** start SUPPLIED PASSAGE **

Finally, we need to consider the number of parameters. kcontext() requires that the entry function can only accept a parameter of type void *. However, we can agree on what type to use to parse this parameter (integer, character, string, pointer, etc.), so this becomes a C language programming problem.

Create and switch context of RT-Thread through CTE

Implement relevant codes according to the above content. For the implementation of rt_hw_stack_init(), we have given the correct direction to solve the problem, But we did not point out all the details related to the implementation, and the rest is left to you to analyze and solve, This is also to test whether you have understood every detail of this process.

After implementation, try to run RT-Thread in NEMU. We have built some Shell commands into the ported RT-Thread. If your code is implemented correctly, you will see that RT-Thread executes these commands in sequence after startup, and finally outputs the command prompt msh >:

heap: [0x01000000 - 0x09000000]

 \ | /
- RT -     Thread Operating System
 / | \     5.0.1 build Oct  2 2023 20:51:10
 2006 - 2022 Copyright by RT-Thread team
[I/utest] utest is initialize success.
[I/utest] total utest testcase num: (0)
Hello RISC-V!
msh />help
RT-Thread shell commands:
date       - get date and time or set (local timezone) [year month day hour min sec]

......

msh />utest_list
[I/utest] Commands list :
msh />

Since NEMU does not currently support interaction via the serial port, we cannot transmit the input on the terminal to RT-Thread. After all built-in commands are completed, RT-Thread will enter the idle state, and you can exit NEMU at this time.

Context switch on native

Since native AM will enable interrupts by default when creating a context, in order to successfully run the kernel thread created by native, You also need to identify the clock interrupt event in the event processing callback function. We will introduce the content related to clock interrupts at the end of PA4. Currently, after identifying the clock interrupt event, you don't need to do anything, just return the corresponding context structure.

Dangerous global variables (4)

Can we implement context switching without using global variables?

Similarly, we need to find a storage space that is not shared by multiple threads. However, for the thread that calls rt_hw_context_switch(), its stack is being used, and writing data to it may be overwritten, or even overwrite existing data, causing the current thread to crash. Although the stack of to is not currently in use and will not be shared by other threads, we need to consider how to allow ev_handler() to access the stack of to, which is back to the problem we wanted to solve at the beginning.

In addition to the stack, is there any other storage space that is not shared by multiple threads? Hey, in fact, it has been mentioned in the previous article, that is PCB! Because each thread corresponds to a PCB, and a thread will not be scheduled multiple times at the same time, So passing information through PCB is also a feasible solution. To get the PCB of the current thread, naturally use the current pointer.

** end SUPPLIED PASSAGE **

WHAT IS BEING ASKED - Can you write out the RT-Thread context-switching text again, beginning at the words "heap: [0x01000000 - 0x09000000]" and stopping after "Hello RISC-V!", but swapping "RISC-V" for "NEMU"?

** start RECORDS SUPPLIED **

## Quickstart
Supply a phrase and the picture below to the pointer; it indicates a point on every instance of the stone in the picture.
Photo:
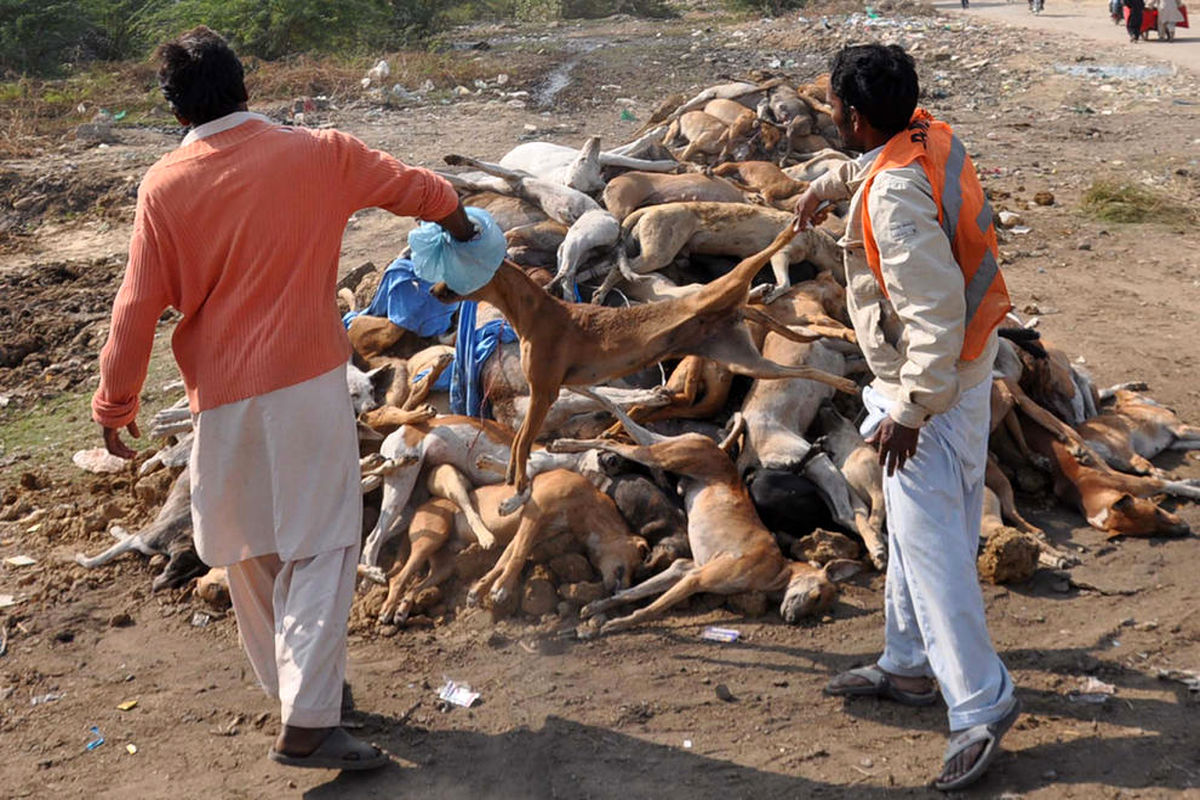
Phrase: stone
(1009, 557)
(539, 596)
(823, 546)
(582, 593)
(1011, 218)
(571, 567)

** end RECORDS SUPPLIED **

SOLUTION TO THIS TASK -
heap: [0x01000000 - 0x09000000]

 \ | /
- RT -     Thread Operating System
 / | \     5.0.1 build Oct  2 2023 20:51:10
 2006 - 2022 Copyright by RT-Thread team
[I/utest] utest is initialize success.
[I/utest] total utest testcase num: (0)
Hello NEMU!